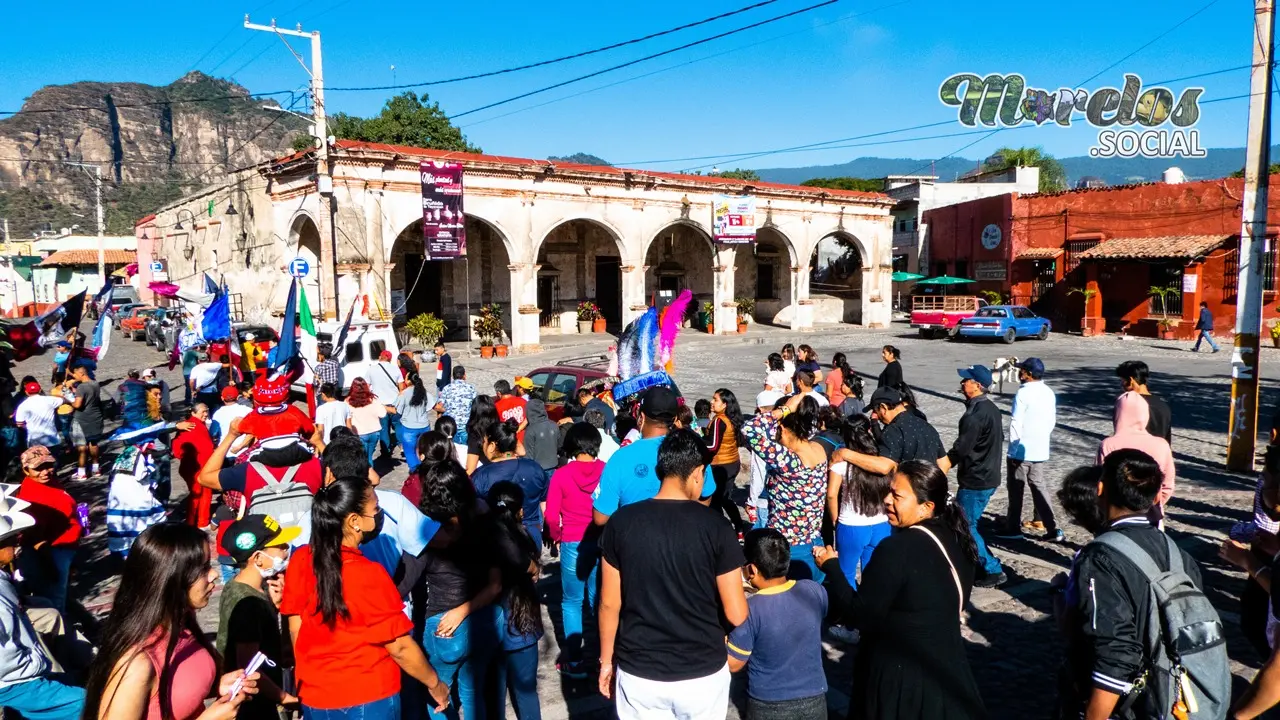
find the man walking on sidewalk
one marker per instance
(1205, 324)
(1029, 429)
* * *
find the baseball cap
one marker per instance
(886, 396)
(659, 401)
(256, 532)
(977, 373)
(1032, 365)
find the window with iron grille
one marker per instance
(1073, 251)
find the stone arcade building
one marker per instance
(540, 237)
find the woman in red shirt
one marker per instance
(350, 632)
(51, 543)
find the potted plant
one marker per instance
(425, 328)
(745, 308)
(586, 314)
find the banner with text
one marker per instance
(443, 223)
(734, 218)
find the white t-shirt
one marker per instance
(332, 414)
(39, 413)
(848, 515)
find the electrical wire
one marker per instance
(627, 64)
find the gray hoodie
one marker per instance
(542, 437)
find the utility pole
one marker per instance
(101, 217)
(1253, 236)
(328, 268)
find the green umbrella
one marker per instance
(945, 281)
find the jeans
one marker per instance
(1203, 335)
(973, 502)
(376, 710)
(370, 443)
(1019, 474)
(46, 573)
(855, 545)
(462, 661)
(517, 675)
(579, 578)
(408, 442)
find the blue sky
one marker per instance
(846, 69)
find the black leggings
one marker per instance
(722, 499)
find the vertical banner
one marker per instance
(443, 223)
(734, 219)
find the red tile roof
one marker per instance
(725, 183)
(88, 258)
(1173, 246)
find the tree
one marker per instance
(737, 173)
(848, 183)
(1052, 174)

• **The exercise**: Edit the listing above: reproduce only the lines from the one containing "find the jeans" through the one containing "(1052, 174)", swapping "leggings" for "tights" and keeping everything else identical.

• **The response**:
find the jeans
one marker per instance
(1203, 335)
(973, 502)
(376, 710)
(370, 443)
(1019, 474)
(46, 573)
(855, 545)
(462, 661)
(517, 675)
(579, 578)
(408, 442)
find the blue sky
one marker per instance
(846, 69)
find the black tights
one marker per instance
(722, 499)
find the vertical banner
one marker per instance
(443, 223)
(734, 219)
find the red tile roof
one marker per instance
(725, 183)
(88, 258)
(1173, 246)
find the tree
one marker per instance
(737, 173)
(848, 183)
(1052, 174)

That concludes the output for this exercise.